The support 21 (Fig. 10) includes a wall section 50 with flanges configured for secure connection to a vehicle firewall 51 (Fig. 6). A pair of wall sections 52 and 53 (Fig. 10) extend forwardly from wall section 50 and include reinforcement ribs and flanges as needed for stiffening. Holes 54 are provided for receiving a pivot pin 55 for pivoting the brake pedal subassembly 22, and holes 91' are provided for pivoting the accelerator pedal subassembly.

As noted above, the brake pedal subassembly 22 (Fig. 10) includes an upper portion 24 and a lower portion 25 slidably secured to the upper portion 24. The upper portion 24 includes a U-shaped bracket 56 having a rear flange 57 and side flanges 58 and 59. The side flanges 58 and 59 fit mateably between the wall sections 52 and 53, and include holes 60 for receiving pivot pin 55 to pivotally mount the brake pedal subassembly 22 to the support 21. A connector 61 (Fig. 2) pivotally connects a push rod 62 to the mounting bracket 56. The push rod 62 is configured to be coupled to a master brake cylinder of a vehicle braking system in a manner known in the art, such that a detailed description of that aspect is not necessary for an understanding of the present invention. Notably, linear adjustment of the lower portion 25 of the brake pedal subassembly 22 on the upper portion 24 does not affect the position or operation of the push rod 62, which is a significant advantage in this adjustable system.

──────────────────────────────

> **Tasks and exercises**:
(1) Update the pedal assembly description: write out everything from "The support 21 (Fig." down to "accelerator pedal subassembly.", and put "bulkhead" in place of "firewall".
(2) Report each line of the rows that contains the string "give", matching case exactly.

> **Raw data**:

──────────────────────────────

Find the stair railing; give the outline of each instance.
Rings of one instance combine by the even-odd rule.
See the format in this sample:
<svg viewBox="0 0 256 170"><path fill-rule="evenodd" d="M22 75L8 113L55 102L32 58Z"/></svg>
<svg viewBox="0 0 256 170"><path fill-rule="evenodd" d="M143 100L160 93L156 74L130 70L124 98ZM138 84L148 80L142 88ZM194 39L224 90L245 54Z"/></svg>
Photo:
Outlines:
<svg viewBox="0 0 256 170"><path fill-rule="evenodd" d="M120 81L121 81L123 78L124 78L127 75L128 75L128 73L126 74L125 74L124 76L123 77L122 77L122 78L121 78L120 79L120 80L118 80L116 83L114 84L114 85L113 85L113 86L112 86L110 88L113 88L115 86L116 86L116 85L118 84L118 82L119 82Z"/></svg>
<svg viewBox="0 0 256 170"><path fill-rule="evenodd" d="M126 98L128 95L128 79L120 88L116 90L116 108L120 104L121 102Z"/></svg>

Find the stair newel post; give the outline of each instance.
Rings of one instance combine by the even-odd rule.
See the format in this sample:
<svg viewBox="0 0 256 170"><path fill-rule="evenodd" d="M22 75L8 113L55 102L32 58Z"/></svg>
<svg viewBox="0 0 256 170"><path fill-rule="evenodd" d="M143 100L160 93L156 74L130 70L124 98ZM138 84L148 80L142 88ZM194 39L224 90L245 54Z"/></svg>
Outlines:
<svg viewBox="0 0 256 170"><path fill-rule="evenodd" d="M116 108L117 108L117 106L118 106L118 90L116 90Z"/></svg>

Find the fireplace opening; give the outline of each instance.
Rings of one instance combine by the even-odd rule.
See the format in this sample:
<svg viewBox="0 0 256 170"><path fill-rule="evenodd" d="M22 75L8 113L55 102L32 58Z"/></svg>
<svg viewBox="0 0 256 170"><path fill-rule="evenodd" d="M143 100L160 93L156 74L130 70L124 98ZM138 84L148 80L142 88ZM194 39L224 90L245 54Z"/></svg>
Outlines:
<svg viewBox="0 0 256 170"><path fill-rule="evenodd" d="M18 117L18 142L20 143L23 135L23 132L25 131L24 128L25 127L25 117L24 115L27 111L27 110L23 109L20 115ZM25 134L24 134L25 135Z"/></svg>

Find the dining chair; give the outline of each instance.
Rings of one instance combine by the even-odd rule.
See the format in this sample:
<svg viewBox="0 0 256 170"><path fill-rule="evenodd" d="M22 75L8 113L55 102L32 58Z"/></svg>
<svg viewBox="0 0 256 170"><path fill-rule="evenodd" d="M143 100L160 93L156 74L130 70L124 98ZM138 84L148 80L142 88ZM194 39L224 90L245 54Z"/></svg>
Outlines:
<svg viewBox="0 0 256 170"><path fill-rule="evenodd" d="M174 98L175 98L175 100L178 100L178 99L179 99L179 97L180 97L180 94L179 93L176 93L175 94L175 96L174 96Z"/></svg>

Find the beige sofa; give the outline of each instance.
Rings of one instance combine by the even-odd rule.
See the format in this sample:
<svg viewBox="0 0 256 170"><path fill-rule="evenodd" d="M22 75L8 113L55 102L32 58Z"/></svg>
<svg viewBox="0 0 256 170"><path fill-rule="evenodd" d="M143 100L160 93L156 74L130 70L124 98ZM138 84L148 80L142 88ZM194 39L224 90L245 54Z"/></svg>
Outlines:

──────────────────────────────

> **Responses per task**:
(1)
The support 21 (Fig. 10) includes a wall section 50 with flanges configured for secure connection to a vehicle bulkhead 51 (Fig. 6). A pair of wall sections 52 and 53 (Fig. 10) extend forwardly from wall section 50 and include reinforcement ribs and flanges as needed for stiffening. Holes 54 are provided for receiving a pivot pin 55 for pivoting the brake pedal subassembly 22, and holes 91' are provided for pivoting the accelerator pedal subassembly.

(2)
Find the stair railing; give the outline of each instance.
Find the stair newel post; give the outline of each instance.
Find the fireplace opening; give the outline of each instance.
Find the dining chair; give the outline of each instance.
Find the beige sofa; give the outline of each instance.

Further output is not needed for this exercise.